_Task prompt_
Could each entry below be printed again exactly as given?

_Natural language region descriptions_
_____

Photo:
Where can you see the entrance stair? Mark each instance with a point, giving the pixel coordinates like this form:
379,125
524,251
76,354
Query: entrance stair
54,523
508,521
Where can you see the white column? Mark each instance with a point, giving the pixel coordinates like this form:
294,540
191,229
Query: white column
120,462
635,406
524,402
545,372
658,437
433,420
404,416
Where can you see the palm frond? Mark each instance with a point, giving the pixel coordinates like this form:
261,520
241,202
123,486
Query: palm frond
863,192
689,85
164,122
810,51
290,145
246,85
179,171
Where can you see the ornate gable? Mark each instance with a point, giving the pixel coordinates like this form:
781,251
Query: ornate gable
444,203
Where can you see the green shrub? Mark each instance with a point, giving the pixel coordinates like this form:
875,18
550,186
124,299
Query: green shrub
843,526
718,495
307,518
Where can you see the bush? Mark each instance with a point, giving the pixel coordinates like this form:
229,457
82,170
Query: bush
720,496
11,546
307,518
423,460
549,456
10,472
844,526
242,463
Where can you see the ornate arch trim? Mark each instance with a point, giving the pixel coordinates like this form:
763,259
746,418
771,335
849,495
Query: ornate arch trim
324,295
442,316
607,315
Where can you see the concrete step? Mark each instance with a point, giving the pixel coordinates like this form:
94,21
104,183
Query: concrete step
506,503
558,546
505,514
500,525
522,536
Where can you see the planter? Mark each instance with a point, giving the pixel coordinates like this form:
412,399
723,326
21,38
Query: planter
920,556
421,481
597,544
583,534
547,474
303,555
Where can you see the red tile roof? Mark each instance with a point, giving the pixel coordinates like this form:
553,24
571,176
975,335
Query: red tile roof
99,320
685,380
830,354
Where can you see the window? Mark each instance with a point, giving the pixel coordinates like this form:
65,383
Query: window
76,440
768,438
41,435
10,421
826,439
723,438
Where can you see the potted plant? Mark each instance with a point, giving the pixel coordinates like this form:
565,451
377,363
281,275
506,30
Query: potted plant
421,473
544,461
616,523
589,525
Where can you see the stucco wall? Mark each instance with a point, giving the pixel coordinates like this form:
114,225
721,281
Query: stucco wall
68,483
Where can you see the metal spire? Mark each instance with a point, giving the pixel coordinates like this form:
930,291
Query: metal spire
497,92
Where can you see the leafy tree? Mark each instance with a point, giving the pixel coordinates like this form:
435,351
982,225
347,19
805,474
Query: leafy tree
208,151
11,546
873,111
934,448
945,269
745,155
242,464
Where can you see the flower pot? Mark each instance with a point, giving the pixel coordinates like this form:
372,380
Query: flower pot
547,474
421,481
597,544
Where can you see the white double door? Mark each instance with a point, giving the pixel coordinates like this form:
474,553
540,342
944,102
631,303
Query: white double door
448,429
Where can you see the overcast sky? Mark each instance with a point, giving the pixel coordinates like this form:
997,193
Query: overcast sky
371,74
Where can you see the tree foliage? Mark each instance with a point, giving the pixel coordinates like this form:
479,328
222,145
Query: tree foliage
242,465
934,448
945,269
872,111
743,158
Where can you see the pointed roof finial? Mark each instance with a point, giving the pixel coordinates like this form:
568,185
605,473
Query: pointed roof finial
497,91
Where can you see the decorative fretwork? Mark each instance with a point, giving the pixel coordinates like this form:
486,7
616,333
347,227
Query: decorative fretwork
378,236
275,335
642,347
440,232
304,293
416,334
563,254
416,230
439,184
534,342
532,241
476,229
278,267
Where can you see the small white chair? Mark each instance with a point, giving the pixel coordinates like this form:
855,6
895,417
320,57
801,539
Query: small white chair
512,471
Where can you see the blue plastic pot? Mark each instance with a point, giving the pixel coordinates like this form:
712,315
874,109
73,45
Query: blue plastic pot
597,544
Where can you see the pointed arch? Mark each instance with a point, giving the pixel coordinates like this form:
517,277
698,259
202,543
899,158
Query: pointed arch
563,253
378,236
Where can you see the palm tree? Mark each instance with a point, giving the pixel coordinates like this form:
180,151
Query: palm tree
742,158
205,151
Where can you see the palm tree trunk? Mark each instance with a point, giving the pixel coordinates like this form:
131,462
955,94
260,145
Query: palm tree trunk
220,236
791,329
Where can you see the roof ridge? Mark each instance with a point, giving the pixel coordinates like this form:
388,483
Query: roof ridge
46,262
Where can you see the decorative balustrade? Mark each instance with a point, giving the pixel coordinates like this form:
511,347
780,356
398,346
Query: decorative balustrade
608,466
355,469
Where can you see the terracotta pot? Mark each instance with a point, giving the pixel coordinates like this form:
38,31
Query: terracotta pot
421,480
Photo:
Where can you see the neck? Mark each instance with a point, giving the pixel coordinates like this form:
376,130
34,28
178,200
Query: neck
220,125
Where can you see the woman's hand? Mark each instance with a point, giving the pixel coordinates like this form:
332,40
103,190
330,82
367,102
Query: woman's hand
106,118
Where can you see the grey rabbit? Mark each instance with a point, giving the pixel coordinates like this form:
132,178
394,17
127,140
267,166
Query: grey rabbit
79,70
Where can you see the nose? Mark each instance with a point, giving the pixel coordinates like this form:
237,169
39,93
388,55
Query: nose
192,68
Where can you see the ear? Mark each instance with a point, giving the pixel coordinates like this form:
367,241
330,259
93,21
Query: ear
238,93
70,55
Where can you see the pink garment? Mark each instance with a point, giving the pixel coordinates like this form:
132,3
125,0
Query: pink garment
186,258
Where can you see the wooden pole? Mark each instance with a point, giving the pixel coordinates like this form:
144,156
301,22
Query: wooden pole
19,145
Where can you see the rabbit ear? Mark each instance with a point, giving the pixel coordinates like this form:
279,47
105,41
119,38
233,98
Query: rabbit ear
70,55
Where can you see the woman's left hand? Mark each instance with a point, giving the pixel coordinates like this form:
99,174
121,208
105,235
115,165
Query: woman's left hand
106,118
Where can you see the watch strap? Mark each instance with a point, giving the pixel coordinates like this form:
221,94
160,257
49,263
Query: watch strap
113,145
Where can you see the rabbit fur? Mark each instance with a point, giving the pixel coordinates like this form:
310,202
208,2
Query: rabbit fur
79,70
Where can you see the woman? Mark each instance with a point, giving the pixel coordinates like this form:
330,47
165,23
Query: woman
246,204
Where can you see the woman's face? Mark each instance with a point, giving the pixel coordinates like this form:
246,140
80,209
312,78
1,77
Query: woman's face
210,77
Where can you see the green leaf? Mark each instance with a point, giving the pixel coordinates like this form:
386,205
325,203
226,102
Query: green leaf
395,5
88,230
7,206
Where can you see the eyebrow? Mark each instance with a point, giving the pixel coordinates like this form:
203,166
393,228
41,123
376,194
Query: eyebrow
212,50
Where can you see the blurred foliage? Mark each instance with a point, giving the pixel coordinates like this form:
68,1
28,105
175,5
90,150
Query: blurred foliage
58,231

_____

_Response to the task_
Photo:
Where can you see the entrance stair? Mark each instance with a point, giving the pixel coordinates like this form:
379,125
524,251
76,354
Query: entrance stair
54,523
508,521
Where can you see the white column? Mark each instance with a point, giving the pixel coordinates like this form:
294,540
191,229
Query: white column
120,462
635,406
524,402
545,372
658,437
433,420
404,416
Where can you see the palm frond? Mark each instance with a point, giving the pixel coordinates like this form:
261,520
241,202
123,486
Query: palm frond
863,192
689,85
164,122
810,51
290,145
246,85
179,171
Where can you see the ornate gable? Mark each instance with a point, giving the pixel coordinates like this form:
781,251
Query: ornate gable
444,203
Where can you see the green shrub? Mark each instance with a point, giving the pixel coordinates like this form:
875,18
550,186
124,299
Query: green shrub
843,526
718,495
307,518
Where can you see the bush? Mark each instance with a point, giving the pixel coordinates like this form:
229,457
82,170
Query: bush
720,496
11,546
307,518
423,460
549,456
10,472
844,526
242,463
Where can you see the ornate arch trim? Mark each instance with a point, giving the pixel coordinates like this form:
763,259
746,418
771,335
849,495
Query: ornate arch trim
324,295
442,316
607,315
Where can you see the concrete step? Mark each instance with a point, giving the pixel coordinates like this form:
94,21
104,183
Query: concrete step
506,503
558,546
505,514
500,525
522,536
Where can you see the planter? Mark each instance with a point, giving the pixel coordinates like this form:
412,399
723,326
21,38
Query: planter
920,556
421,481
597,544
583,534
547,474
303,555
Where can you see the red tile roof? Mark each instance with a point, giving the pixel coordinates like this form:
553,24
571,176
975,335
Query: red tile roof
99,320
685,380
830,354
Where can you see the window? Mark each instance with a point, giving the pixel coordinates like this form:
65,383
Query: window
76,440
768,438
41,435
10,421
826,439
723,438
Where can you see the potted plant? Mark each instance with a point, giving the pixel coordinates like this form:
565,451
377,363
281,275
506,30
Query: potted plant
421,473
544,461
616,523
589,525
Where can you see the stucco wall? Mark each instance with a point, giving the pixel coordinates like this form:
114,225
721,281
Query: stucco wall
68,483
Where can you see the metal spire? Mark each instance with a point, giving the pixel coordinates like this form:
930,291
Query: metal spire
497,92
Where can you see the leafy tree? Mark each instance with a point, giving the pixel coordinates like this form:
435,351
982,225
347,19
805,474
Query: leafy tree
208,151
11,546
873,111
934,448
945,269
745,155
242,464
Where can you see the flower pot? Mark each instance with a point, giving the pixel coordinates like this form:
372,380
Query: flower pot
547,474
421,481
597,544
Where can you see the white double door? Mark each instance with a point, giving the pixel coordinates like this form:
474,553
540,342
944,102
631,303
Query: white double door
448,429
Where can you see the overcast sky? Mark each instance with a point, giving the pixel coordinates like this form:
997,193
Query: overcast sky
371,74
Where can you see the tree foliage? Mark each instance with a point, giving the pixel coordinates like this form:
479,328
222,145
Query: tree foliage
242,465
934,448
945,269
872,111
743,158
Where can you see the pointed roof finial? Mark each instance with a point, giving the pixel coordinates like this form:
568,185
605,473
Query: pointed roof finial
497,91
Where can you see the decorative fretwork? Mark each instance with a point, giving the pixel coordinates like this form:
486,7
616,333
347,227
Query: decorative fretwork
378,236
275,335
642,347
440,232
304,293
416,334
563,254
416,230
439,184
534,342
532,241
476,229
278,267
Where can you see the small white chair? Mark each instance with a point, giving the pixel coordinates like this form:
855,6
895,417
320,57
801,539
Query: small white chair
512,471
Where can you see the blue plastic pot? Mark each instance with a point, giving the pixel coordinates like this form:
712,315
874,109
73,45
Query: blue plastic pot
597,544
Where can you see the pointed arch? Mark each instance with a point, giving the pixel coordinates like this form:
517,277
698,259
202,543
899,158
Query: pointed arch
563,253
378,236
Where can you see the palm tree? Mark each instance with a point, giving the pixel coordinates like this form:
180,151
Query: palm tree
742,158
205,151
Where can you see the palm tree trunk? Mark each instance with a point, giving the pixel coordinates like this form:
131,462
955,94
260,145
Query: palm tree trunk
220,236
791,329
Where can you see the roof ridge? Mark each instance with a point, giving the pixel coordinates like this form:
388,483
Query: roof ridge
46,262
Where can you see the decorative balustrade? Mark each instance with a point, giving the pixel coordinates like this form:
511,347
780,356
398,346
Query: decorative balustrade
608,466
355,469
Where can you see the terracotta pot? Mark each instance with a point, giving the pixel coordinates like this form:
38,31
Query: terracotta pot
421,480
Photo:
Where can you see the neck? Mark each instance with a point, giving the pixel coordinates like this form:
376,130
34,28
178,200
Query: neck
220,125
Where can you see the woman's hand? Mark each instance with a point, giving the pixel coordinates like this form:
332,40
103,190
330,82
367,102
Query: woman's hand
106,118
Where can you see the grey rabbit? Mark each instance with a point, giving the pixel coordinates like this form:
132,178
394,17
127,140
267,166
Query: grey rabbit
79,70
Where can you see the nose? Mark each instance with a point, giving the pixel coordinates like this form:
237,169
39,93
388,55
Query: nose
192,68
Where can you see the ear? Mark each instance with a point, giving the pixel coordinates like this form:
367,241
330,259
93,21
Query: ear
238,93
70,55
Where can you see the pink garment? Mark each instance with a point, giving the pixel coordinates like this form:
132,3
125,0
Query: pink garment
186,258
Where can you see the wooden pole? Mark each instance with a point, giving the pixel coordinates like this form:
144,156
301,22
Query: wooden pole
19,145
Where can you see the rabbit ear? Mark each instance with a point, giving the pixel coordinates like this form:
279,47
105,41
119,38
233,98
Query: rabbit ear
70,55
Where can you see the woman's left hand? Mark each instance with a point, giving the pixel coordinates like this form:
99,174
121,208
105,235
115,165
Query: woman's left hand
106,118
Where can you see the watch strap? Mark each instance with a point, giving the pixel coordinates like this form:
221,94
160,257
49,263
Query: watch strap
113,145
Where can you see the rabbit fur? Mark each instance with a point, giving the pixel coordinates like this form:
310,202
208,2
Query: rabbit fur
79,70
Where can you see the woman? Mark each instance with a point, giving the pixel coordinates like this form:
330,47
165,23
Query: woman
246,204
Where can you see the woman's face? Mark each instance with a point, giving the pixel coordinates like this form:
246,140
80,209
312,78
1,77
Query: woman's face
210,77
Where can you see the green leaf? Mark each instance with a point, giving the pixel coordinates like this form:
386,205
325,203
226,102
Query: green leaf
395,5
88,230
7,206
Where can you see the eyebrow? Mark each instance with a point, giving the pixel coordinates like this form:
203,166
393,228
41,123
376,194
Query: eyebrow
212,50
Where can you see the blurred foliage? Mark each instance with a point, giving the pixel coordinates like this form:
68,1
28,105
175,5
90,150
Query: blurred foliage
58,231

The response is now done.